Che l’Italia non sia un paese per giovani è risaputo, che non lo sia neanche per i giovani medici probabilmente è risaputo solo dagli addetti ai lavori.

In Italia, ormai da anni, assistiamo ad una “cinesizzazione” del lavoro, tra cui anche quello medico, intendendo con ciò l’adattamento di una comunità ai modelli politici, economici e sociali della Cina che non brilla certo per la difesa e la valorizzazione dei diritti dei lavoratori. Per dire no allo sfruttamento, che si concretizza in salari bassi, in turni massacranti, in condizione di continuo burnout, i giovani medici sono scesi in piazza il 25 settembre scorso manifestando davanti al Miur; la loro è un’iniziativa che va sostenuta ulteriormente per difendere, rilanciare e potenziare il nostro SSN.

Hanno fatto richieste ovvie come quella di essere inquadrati come professionisti e non come studenti e che le loro competenze vengano certificate. Nei policlinici universitari reggono da soli interi reparti anche con turni di 70-80 ore a settimana, compresi notturni e festivi. Sono destinatari di ordini di servizio e hanno le stesse responsabilità medico legali degli strutturati. Spesso, se l’utenza può continuare ad usufruire di servizi specialistici, che si contraggono sempre più sul territorio per mancanza di medici, è grazie a loro. Hanno chiesto di avere contratti formazione-lavoro e di potersi formare anche nei reparti ospedalieri. Hanno chiesto l’ovvio. Ma si sa, nel nostro Paese dire ovvietà desta scalpore.

Bisognerebbe ritornare alla figura del medico assistente in formazione, come esisteva una volta in Italia e come esiste oggi in Svizzera, che consentirebbe agli specializzandi, che sono circa 25.000, di essere assunti anche in ospedale per sopperire alle carenze di medici ospedalieri, rafforzando innanzitutto i Pronto Soccorso, i dipartimenti di Emergenza-Urgenza, in grande sofferenza per la mancanza di personale e le specializzazioni ospedaliere a più alta intensità di lavoro. Chiaramente con contratti decenti e valorizzanti, altrimenti continueremo ad assistere all’esodo dei nostri medici, la cui formazione è costata circa 150.000 mila euro alla comunità, verso i paesi del Nord Europa prima e degli Emirati Arabi poi.

INFORMAZIONI:
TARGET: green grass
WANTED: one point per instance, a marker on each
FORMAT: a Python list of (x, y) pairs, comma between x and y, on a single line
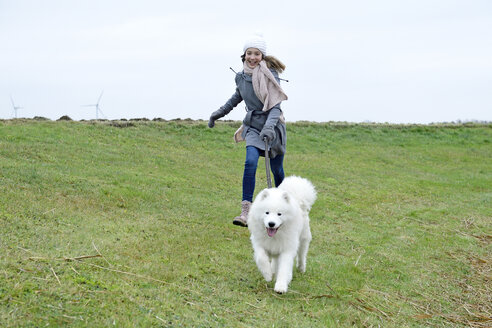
[(401, 228)]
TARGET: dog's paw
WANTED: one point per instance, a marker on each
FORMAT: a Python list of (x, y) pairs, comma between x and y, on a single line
[(268, 276), (280, 288)]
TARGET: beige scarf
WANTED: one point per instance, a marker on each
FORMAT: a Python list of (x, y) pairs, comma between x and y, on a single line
[(266, 88)]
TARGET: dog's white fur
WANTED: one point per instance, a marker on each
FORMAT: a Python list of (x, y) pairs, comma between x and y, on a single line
[(285, 208)]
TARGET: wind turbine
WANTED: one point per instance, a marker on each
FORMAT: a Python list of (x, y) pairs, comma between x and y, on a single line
[(14, 106), (98, 110)]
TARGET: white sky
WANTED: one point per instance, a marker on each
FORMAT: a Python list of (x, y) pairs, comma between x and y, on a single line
[(418, 61)]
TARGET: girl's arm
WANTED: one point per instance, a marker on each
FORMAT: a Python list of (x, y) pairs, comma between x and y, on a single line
[(224, 110)]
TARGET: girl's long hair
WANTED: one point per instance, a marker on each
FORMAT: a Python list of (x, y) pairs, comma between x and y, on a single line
[(272, 62)]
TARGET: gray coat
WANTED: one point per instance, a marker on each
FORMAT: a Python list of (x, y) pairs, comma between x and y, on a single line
[(256, 119)]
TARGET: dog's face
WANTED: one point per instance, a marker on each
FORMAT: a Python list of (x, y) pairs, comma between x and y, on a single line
[(275, 209)]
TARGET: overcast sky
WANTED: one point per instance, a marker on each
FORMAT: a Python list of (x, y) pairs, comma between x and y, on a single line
[(418, 61)]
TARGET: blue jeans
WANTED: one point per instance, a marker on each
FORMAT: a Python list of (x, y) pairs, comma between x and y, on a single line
[(249, 177)]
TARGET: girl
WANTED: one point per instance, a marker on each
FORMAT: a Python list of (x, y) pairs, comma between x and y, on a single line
[(259, 86)]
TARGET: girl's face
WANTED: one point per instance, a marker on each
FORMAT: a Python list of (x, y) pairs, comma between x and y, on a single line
[(253, 57)]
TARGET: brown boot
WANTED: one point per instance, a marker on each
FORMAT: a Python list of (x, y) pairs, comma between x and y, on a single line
[(242, 219)]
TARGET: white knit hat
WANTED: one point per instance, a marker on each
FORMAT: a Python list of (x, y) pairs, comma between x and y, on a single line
[(256, 41)]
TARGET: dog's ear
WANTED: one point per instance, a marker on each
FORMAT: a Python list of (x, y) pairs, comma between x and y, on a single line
[(286, 197)]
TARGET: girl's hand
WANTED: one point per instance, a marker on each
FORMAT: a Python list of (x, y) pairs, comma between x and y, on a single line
[(215, 116), (267, 132)]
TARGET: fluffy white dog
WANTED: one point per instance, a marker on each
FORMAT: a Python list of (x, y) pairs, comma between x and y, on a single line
[(279, 224)]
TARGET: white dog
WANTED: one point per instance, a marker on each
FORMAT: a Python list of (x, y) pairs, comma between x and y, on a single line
[(279, 224)]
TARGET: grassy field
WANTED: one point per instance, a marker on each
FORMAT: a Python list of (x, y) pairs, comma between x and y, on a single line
[(129, 224)]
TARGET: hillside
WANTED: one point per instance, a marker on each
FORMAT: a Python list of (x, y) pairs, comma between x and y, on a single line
[(112, 223)]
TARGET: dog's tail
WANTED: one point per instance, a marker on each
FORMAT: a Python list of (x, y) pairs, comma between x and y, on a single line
[(302, 189)]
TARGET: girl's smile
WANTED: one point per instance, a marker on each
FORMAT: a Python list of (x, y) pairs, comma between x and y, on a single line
[(253, 57)]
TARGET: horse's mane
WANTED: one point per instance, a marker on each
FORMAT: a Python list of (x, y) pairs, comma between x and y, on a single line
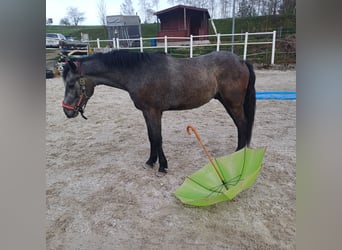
[(123, 58)]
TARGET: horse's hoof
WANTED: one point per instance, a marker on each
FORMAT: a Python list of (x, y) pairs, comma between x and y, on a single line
[(147, 166), (161, 174)]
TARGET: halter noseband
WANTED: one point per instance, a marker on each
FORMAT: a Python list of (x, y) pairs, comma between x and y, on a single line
[(82, 101)]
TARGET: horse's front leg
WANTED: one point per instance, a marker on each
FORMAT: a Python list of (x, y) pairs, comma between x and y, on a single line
[(153, 123)]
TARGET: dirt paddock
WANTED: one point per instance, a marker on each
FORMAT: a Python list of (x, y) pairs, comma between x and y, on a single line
[(98, 195)]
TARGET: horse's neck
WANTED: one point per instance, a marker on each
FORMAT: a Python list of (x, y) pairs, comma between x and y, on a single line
[(108, 80)]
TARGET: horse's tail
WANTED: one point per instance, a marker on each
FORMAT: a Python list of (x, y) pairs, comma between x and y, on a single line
[(250, 102)]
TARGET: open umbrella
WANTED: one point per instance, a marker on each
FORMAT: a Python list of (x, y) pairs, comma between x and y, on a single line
[(222, 178)]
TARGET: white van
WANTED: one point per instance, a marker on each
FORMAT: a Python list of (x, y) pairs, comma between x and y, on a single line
[(54, 39)]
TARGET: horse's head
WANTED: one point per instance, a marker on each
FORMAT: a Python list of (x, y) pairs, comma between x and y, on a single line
[(78, 90)]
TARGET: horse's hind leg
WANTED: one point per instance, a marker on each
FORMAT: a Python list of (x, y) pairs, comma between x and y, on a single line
[(236, 112), (153, 123)]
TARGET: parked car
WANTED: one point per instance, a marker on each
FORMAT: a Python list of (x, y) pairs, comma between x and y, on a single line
[(54, 40)]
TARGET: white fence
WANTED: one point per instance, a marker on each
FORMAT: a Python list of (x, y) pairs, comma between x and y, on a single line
[(189, 42)]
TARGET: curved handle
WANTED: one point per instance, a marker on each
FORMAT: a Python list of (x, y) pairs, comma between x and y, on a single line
[(188, 129)]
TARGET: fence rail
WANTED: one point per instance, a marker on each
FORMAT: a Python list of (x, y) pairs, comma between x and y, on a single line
[(191, 42)]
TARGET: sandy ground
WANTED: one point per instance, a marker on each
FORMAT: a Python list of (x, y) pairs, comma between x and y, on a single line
[(98, 195)]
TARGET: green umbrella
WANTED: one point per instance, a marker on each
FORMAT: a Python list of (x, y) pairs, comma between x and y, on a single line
[(221, 179)]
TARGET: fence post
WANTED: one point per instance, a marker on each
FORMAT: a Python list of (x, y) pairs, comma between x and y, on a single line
[(141, 45), (245, 46), (218, 42), (165, 44), (114, 43), (191, 45), (117, 43), (273, 47)]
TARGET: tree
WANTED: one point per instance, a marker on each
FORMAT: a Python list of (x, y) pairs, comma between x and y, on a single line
[(102, 11), (246, 9), (127, 8), (75, 16)]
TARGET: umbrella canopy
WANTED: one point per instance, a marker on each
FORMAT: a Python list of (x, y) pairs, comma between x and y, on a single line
[(221, 179)]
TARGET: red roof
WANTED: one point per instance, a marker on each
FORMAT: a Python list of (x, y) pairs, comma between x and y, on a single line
[(161, 12)]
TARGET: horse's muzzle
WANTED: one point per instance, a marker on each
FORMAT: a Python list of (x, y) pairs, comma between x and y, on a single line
[(70, 113)]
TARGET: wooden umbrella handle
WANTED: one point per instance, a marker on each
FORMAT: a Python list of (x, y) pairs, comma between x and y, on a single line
[(188, 129)]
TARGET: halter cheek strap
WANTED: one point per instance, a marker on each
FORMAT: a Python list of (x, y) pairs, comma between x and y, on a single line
[(79, 105)]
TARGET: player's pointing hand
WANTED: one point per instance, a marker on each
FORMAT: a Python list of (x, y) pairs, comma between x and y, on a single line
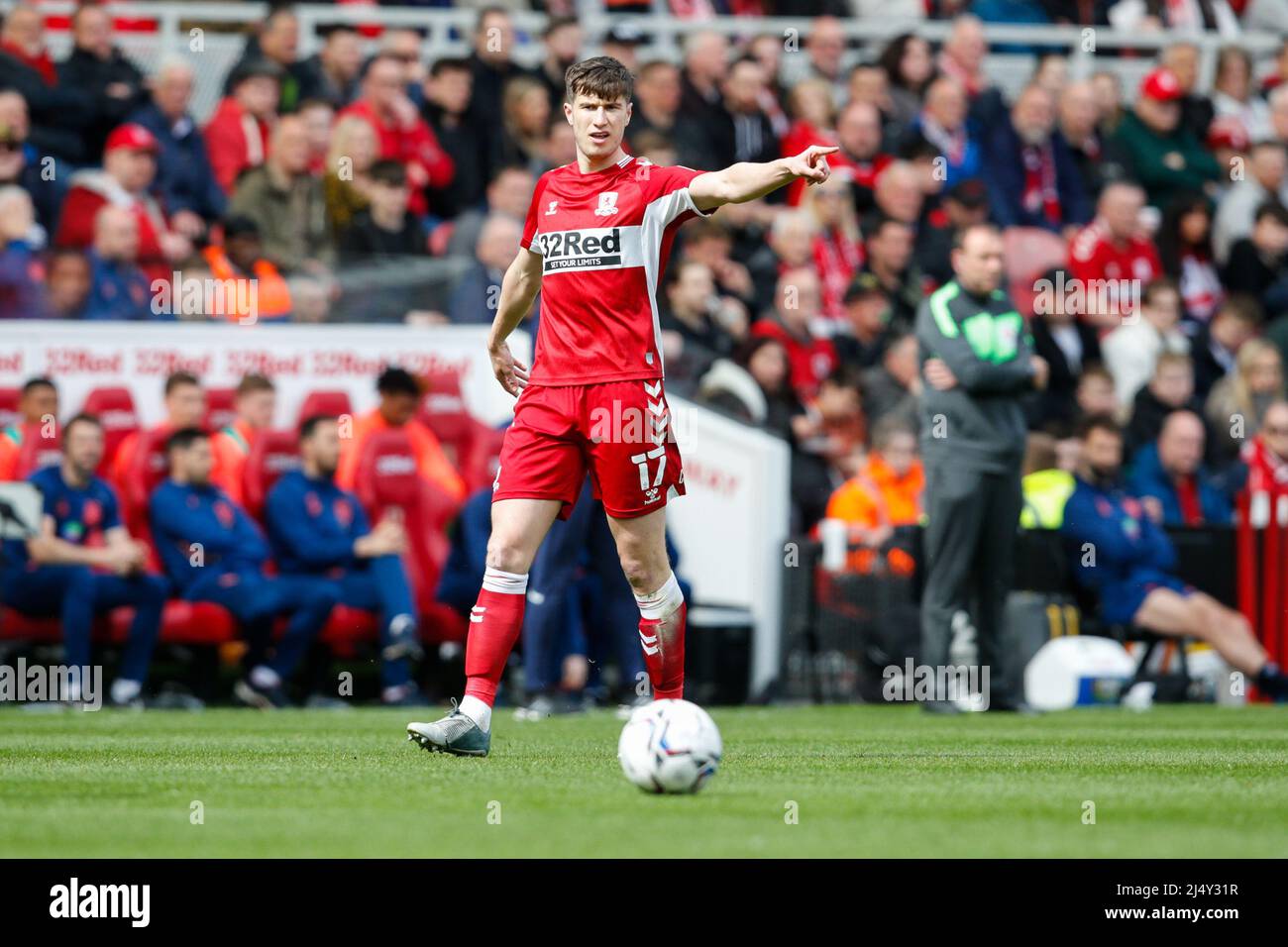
[(811, 162)]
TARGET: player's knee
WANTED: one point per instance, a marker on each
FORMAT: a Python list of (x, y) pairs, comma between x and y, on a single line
[(644, 573), (77, 579), (507, 556)]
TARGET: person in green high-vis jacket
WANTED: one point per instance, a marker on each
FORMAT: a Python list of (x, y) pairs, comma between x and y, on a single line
[(977, 365)]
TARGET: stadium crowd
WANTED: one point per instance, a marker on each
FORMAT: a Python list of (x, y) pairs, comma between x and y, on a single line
[(1146, 244)]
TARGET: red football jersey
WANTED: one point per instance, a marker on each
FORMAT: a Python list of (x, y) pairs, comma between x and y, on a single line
[(604, 239), (1094, 257)]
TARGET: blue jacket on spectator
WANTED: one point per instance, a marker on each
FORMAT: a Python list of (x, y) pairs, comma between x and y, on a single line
[(1149, 478), (184, 178), (1122, 554), (119, 291), (20, 287), (463, 573), (313, 523), (1004, 174), (47, 189), (183, 515)]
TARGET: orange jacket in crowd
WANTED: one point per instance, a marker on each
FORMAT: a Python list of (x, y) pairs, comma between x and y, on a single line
[(231, 447), (119, 472), (877, 496), (271, 299), (11, 445), (430, 460)]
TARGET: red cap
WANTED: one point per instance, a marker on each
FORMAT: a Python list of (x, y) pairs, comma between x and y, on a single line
[(1228, 132), (133, 137), (1160, 85)]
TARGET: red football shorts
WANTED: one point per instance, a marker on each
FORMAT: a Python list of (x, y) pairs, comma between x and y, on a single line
[(619, 432)]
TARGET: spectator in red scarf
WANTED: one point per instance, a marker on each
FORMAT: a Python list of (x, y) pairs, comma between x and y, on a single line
[(1030, 175), (403, 134), (962, 59), (797, 305), (812, 121), (1116, 252), (910, 65), (943, 123), (1185, 250), (1170, 474), (237, 134), (129, 169), (58, 115), (1266, 455)]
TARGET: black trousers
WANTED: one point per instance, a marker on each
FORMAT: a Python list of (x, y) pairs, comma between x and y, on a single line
[(969, 565)]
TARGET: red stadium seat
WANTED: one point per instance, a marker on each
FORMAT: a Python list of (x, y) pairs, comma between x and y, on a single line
[(270, 455), (38, 450), (9, 398), (220, 407), (346, 628), (322, 402), (147, 470), (1029, 253), (115, 408), (387, 484), (16, 626)]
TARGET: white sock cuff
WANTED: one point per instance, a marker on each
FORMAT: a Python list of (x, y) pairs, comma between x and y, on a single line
[(662, 602), (505, 582)]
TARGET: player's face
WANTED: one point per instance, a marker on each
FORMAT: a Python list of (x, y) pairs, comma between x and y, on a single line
[(323, 449), (194, 463), (979, 262), (597, 125), (185, 406), (1103, 453), (398, 408), (82, 444), (40, 402), (257, 408)]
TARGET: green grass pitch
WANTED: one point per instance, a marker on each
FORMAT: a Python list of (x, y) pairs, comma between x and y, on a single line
[(862, 781)]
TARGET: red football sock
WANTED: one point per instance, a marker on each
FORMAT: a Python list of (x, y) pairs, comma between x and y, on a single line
[(662, 639), (494, 625)]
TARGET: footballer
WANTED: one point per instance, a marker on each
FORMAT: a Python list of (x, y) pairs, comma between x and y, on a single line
[(595, 243)]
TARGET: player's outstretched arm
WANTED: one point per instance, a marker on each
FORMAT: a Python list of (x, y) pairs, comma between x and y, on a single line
[(746, 182), (519, 289)]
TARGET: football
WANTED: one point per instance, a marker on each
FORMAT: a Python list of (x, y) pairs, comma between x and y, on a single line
[(670, 746)]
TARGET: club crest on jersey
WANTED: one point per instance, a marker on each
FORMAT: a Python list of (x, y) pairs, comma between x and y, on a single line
[(606, 204)]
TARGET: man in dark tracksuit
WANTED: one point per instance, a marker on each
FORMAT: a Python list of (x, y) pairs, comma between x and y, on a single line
[(977, 364), (321, 530), (213, 552)]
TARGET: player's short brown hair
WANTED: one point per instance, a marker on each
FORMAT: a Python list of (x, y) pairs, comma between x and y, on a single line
[(600, 76), (254, 381)]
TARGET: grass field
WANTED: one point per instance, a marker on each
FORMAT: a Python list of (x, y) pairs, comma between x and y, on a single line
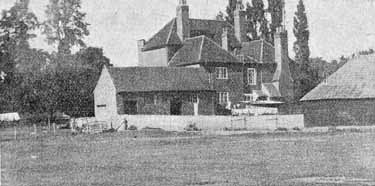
[(152, 158)]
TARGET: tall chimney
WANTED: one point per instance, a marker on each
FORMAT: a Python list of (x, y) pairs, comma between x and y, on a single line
[(141, 44), (183, 23), (224, 38), (240, 22), (283, 77)]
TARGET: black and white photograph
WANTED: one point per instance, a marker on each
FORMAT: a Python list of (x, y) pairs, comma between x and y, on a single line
[(187, 92)]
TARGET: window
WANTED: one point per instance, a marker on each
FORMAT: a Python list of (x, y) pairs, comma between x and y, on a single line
[(149, 99), (252, 76), (221, 73), (223, 97), (157, 100), (193, 99), (241, 58), (249, 98)]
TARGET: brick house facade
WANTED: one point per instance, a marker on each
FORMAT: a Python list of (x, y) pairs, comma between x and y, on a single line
[(215, 45), (211, 60), (345, 98)]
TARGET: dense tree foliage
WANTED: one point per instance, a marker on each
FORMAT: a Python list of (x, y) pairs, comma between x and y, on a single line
[(16, 27), (65, 25), (40, 83), (305, 78)]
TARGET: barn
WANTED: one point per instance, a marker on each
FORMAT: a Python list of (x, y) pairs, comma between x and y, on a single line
[(153, 91), (345, 98)]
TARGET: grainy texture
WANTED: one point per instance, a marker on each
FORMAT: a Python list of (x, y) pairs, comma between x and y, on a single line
[(161, 158)]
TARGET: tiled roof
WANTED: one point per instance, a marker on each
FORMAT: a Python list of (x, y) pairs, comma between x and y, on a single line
[(214, 28), (149, 79), (259, 51), (166, 36), (355, 80), (271, 90), (201, 50)]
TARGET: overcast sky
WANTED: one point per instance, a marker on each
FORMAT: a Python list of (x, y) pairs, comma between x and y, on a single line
[(338, 27)]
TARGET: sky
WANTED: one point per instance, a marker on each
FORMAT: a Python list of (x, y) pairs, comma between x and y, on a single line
[(338, 27)]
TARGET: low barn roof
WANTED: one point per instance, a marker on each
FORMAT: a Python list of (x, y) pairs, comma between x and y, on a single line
[(149, 79), (168, 36), (355, 80), (259, 51), (201, 49)]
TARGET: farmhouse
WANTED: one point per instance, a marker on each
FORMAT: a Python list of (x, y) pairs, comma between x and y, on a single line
[(209, 62), (345, 98), (153, 91)]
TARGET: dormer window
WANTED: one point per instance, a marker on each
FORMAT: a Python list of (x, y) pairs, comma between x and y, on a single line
[(241, 58), (221, 73), (252, 76)]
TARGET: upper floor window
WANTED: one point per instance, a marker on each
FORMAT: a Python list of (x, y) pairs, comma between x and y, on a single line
[(221, 73), (223, 97), (252, 76), (193, 99), (249, 98), (241, 58)]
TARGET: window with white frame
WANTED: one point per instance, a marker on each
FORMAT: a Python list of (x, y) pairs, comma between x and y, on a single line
[(241, 58), (193, 99), (249, 98), (223, 97), (157, 100), (221, 73), (252, 76)]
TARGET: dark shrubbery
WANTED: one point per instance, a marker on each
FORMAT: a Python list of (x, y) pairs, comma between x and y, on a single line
[(192, 128), (132, 127), (281, 129)]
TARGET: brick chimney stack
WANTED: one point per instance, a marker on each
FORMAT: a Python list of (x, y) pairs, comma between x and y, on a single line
[(225, 39), (240, 22), (283, 77), (141, 44), (183, 22)]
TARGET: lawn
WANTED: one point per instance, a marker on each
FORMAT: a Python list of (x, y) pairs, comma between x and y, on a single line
[(147, 158)]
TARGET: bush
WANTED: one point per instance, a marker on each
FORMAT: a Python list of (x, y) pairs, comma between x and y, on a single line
[(132, 127), (296, 129), (192, 128), (282, 129)]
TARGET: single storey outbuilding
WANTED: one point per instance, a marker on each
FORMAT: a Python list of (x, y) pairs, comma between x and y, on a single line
[(153, 91), (345, 98)]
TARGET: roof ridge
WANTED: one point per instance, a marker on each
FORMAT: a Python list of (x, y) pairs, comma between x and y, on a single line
[(220, 47), (201, 48), (195, 37), (268, 43), (207, 19), (170, 31), (161, 29), (261, 50)]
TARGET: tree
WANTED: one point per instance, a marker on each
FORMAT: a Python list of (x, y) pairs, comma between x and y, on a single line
[(231, 7), (16, 26), (306, 76), (65, 25), (256, 20), (302, 34), (275, 8)]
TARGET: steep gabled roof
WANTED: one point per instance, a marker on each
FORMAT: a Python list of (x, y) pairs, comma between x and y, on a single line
[(149, 79), (166, 36), (259, 51), (355, 80), (201, 50), (214, 28), (271, 90)]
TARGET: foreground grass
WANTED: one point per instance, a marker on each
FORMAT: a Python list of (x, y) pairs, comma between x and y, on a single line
[(164, 159)]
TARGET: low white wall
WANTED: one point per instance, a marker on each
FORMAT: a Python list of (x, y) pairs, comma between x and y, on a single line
[(210, 123)]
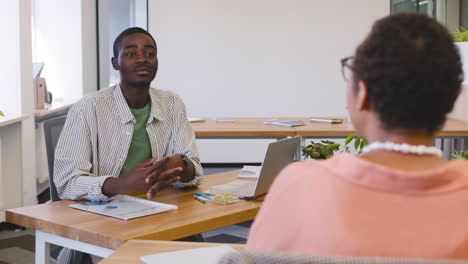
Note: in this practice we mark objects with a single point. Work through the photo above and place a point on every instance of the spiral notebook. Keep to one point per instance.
(125, 207)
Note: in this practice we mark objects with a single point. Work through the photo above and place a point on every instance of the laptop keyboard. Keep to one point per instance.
(237, 187)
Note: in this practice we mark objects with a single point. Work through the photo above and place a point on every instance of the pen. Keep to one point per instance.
(199, 198)
(203, 195)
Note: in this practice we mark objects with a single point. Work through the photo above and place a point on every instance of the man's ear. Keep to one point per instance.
(362, 98)
(115, 63)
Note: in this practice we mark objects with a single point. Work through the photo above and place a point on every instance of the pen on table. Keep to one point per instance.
(199, 198)
(203, 195)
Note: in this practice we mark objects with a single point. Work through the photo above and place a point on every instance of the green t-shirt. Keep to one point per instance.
(140, 148)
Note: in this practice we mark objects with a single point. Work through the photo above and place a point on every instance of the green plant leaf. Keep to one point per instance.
(461, 35)
(349, 139)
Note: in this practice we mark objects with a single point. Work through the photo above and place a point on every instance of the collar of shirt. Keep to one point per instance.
(124, 111)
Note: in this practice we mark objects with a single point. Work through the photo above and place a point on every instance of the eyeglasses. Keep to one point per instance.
(347, 68)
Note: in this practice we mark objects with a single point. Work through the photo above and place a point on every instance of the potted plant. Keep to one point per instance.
(326, 148)
(323, 150)
(460, 37)
(359, 143)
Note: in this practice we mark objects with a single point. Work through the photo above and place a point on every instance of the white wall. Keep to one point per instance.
(17, 152)
(10, 101)
(257, 58)
(65, 40)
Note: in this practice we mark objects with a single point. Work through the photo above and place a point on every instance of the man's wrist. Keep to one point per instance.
(189, 169)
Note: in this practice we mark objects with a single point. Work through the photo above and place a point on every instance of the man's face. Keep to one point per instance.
(136, 60)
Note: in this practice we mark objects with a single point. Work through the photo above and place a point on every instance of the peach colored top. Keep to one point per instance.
(349, 206)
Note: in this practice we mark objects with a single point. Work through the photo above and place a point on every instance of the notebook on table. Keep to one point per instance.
(124, 207)
(287, 123)
(278, 155)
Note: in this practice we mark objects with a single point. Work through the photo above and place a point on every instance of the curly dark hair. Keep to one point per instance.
(412, 71)
(126, 32)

COMPITI RICHIESTI:
a) Elenca tutte le richieste che, secondo il testo sui giovani medici, i giovani medici hanno avanzato.
b) Stando al testo sui giovani medici, davanti a quale sede hanno manifestato i giovani medici il 25 settembre?
c) Scrivi, per favore, il seguito del testo sui giovani medici, partendo subito dopo la sua ultima frase.

RISULTATI DEI COMPITI:
a)
- Essere inquadrati come professionisti e non come studenti
- Ottenere la certificazione delle proprie competenze
- Avere contratti formazione-lavoro
- Potersi formare anche nei reparti ospedalieri

b) Davanti al Miur.

c)
Ad ogni medico in meno corrisponde un servizio in meno alla cittadinanza. E i cittadini se ne stanno rendendo conto: interi paesi senza medici di famiglia, liste d’attesa infinite che si sono tradotte in 37 miliardi di spesa sanitaria out of pocket per chi ha potuto attingere alle proprie risorse personali per curarsi. Chi non ha potuto ha dovuto rinunciato, semplicemente. E questo non ha risparmiato nessuno, neanche i soggetti più fragili compresi i bambini e gli adolescenti. Dico questo pensando ai servizi di neuropsichiatria infantile ridotti drasticamente in tutto il paese, riduzione che ha lasciato in balia del nulla interi nuclei familiari e piccoli pazienti senza diagnosi.

In questi anni è mancata una programmazione decente del fabbisogno di personale sanitario in relazione alla tipologia di popolazione da assistere e ciò, unito alla cura dimagrante a cui è stato sottoposto il nostro Servizio Sanitario Nazionale da vent’anni a questa parte, ne ha minato alla radice l’universalismo, l’equità e l’accessibilità. Occorrerebbe investire sul SSN circa 10 miliardi all’anno per 5 anni per recuperare le performance del periodo pre-Covid e colmare il gap con gli altri paesi europei. Però le priorità in questo momento sono altre, come la corsa agli armamenti, il ponte sullo stretto, l’evasione per necessità. Ma questa è un’altra storia.

La protesta dei giovani medici è un grido di dolore che va raccolto se vogliamo rilanciare il SSN e difenderne quel che resta.